__Written request 1__
Find every line in the entries below that contains the word "black", and copy each of those lines.

***** Source text *****

Gitlab On-call Run Books#
This project provides a guidance for Infrastructure Reliability Engineers and Managers who are starting an on-call shift or responding to an incident. If you haven't yet, review the Incident Management page in the handbook before reading on.
On-Call#
GitLab Reliability Engineers and Managers provide 24x7 on-call coverage to ensure incidents are responded to promptly and resolved as quickly as possible.
Shifts#
We use PagerDuty to manage our on-call schedule and incident alerting. We currently have two escalation policies for , one for Production Incidents and the other for Production Database Assistance. They are staffed by SREs and DBREs, respectively, and Reliability Engineering Managers.
Currently, rotations are weekly and the day's schedule is split 12/12 hours with engineers on call as close to daytime hours as their geographical region allows. We hope to hire so that shifts are an 8/8/8 hours split, but we're not staffed sufficiently yet across timezones.
Joining the On-Call Rotation#
When a new engineer joins the team and is ready to start shadowing for an on-call rotation, overrides should be enabled for the relevant on-call hours during that rotation. Once they have completed shadowing and are comfortable/ready to be inserted into the primary rotations, update the membership list for the appropriate schedule to add the new team member.

***** Dataset excerpts *****

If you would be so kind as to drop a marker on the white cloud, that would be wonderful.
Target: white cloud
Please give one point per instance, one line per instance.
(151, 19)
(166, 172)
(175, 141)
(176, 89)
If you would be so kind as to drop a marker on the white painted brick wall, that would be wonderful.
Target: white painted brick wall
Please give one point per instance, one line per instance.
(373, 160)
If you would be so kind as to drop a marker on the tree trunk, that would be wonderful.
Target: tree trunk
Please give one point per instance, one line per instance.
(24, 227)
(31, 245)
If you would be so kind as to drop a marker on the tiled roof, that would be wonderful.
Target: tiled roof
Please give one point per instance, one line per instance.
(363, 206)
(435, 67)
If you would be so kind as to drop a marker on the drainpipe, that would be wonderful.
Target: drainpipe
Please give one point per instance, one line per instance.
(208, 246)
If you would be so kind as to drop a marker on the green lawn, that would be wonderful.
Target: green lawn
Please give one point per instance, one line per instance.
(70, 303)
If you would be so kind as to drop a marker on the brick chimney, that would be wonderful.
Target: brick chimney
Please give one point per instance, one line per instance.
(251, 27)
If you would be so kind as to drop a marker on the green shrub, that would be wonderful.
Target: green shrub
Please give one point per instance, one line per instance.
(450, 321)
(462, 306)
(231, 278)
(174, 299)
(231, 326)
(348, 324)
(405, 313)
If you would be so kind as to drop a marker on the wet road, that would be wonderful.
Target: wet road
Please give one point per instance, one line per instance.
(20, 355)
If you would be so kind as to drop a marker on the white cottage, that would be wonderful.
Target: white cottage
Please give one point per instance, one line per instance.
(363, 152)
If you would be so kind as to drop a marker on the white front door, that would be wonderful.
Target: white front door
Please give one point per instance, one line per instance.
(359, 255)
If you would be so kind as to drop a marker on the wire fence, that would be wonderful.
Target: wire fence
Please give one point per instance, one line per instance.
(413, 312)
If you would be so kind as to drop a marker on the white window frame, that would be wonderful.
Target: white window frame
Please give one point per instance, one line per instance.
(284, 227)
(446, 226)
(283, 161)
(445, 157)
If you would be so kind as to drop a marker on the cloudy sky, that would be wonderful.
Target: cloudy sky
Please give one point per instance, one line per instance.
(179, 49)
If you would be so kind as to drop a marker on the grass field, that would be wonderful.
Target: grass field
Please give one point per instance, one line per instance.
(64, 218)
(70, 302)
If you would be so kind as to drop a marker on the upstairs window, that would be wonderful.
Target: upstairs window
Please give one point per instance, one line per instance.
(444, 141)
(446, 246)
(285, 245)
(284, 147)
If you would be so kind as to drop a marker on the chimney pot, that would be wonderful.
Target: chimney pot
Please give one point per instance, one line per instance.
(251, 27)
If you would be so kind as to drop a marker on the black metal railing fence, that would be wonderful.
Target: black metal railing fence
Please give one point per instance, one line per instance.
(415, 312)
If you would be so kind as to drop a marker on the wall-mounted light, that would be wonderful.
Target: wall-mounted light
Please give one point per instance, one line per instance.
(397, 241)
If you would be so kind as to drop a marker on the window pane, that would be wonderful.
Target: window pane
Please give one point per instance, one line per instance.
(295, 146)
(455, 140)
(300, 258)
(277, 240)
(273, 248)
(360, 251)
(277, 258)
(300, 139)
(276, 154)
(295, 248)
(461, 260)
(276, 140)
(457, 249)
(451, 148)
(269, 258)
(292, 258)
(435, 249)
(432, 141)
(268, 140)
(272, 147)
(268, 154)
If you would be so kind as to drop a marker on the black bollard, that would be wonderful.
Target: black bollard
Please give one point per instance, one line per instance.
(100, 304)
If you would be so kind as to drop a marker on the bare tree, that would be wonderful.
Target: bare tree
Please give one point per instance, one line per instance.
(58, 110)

*****

__Written request 2__
Output the whole GitLab on-call run book text again, word for word.

__Correct output 1__
If you would be so kind as to drop a marker on the black metal railing fence, that would be wonderful.
Target: black metal railing fence
If you would be so kind as to drop a marker on the black bollard, that would be wonderful.
Target: black bollard

__Correct output 2__
Gitlab On-call Run Books#
This project provides a guidance for Infrastructure Reliability Engineers and Managers who are starting an on-call shift or responding to an incident. If you haven't yet, review the Incident Management page in the handbook before reading on.
On-Call#
GitLab Reliability Engineers and Managers provide 24x7 on-call coverage to ensure incidents are responded to promptly and resolved as quickly as possible.
Shifts#
We use PagerDuty to manage our on-call schedule and incident alerting. We currently have two escalation policies for , one for Production Incidents and the other for Production Database Assistance. They are staffed by SREs and DBREs, respectively, and Reliability Engineering Managers.
Currently, rotations are weekly and the day's schedule is split 12/12 hours with engineers on call as close to daytime hours as their geographical region allows. We hope to hire so that shifts are an 8/8/8 hours split, but we're not staffed sufficiently yet across timezones.
Joining the On-Call Rotation#
When a new engineer joins the team and is ready to start shadowing for an on-call rotation, overrides should be enabled for the relevant on-call hours during that rotation. Once they have completed shadowing and are comfortable/ready to be inserted into the primary rotations, update the membership list for the appropriate schedule to add the new team member.